— begin Given entries —

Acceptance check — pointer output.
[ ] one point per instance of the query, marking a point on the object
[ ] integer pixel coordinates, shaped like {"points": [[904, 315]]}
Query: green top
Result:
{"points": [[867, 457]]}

— end Given entries —

Objective
Please output every line of the items above as a Markdown table with two columns, Row and Line, numbering each row and leaving out blank lines.

Worked answer
| Row | Line |
|---|---|
| 1 | Acceptance check — pointer output. |
| 2 | [ ] one point per instance of the query, marking a point on the object |
| 3 | [ ] integer pixel coordinates, shaped like {"points": [[904, 315]]} |
| 4 | Query: green top |
| 5 | Result: |
| 6 | {"points": [[867, 457]]} |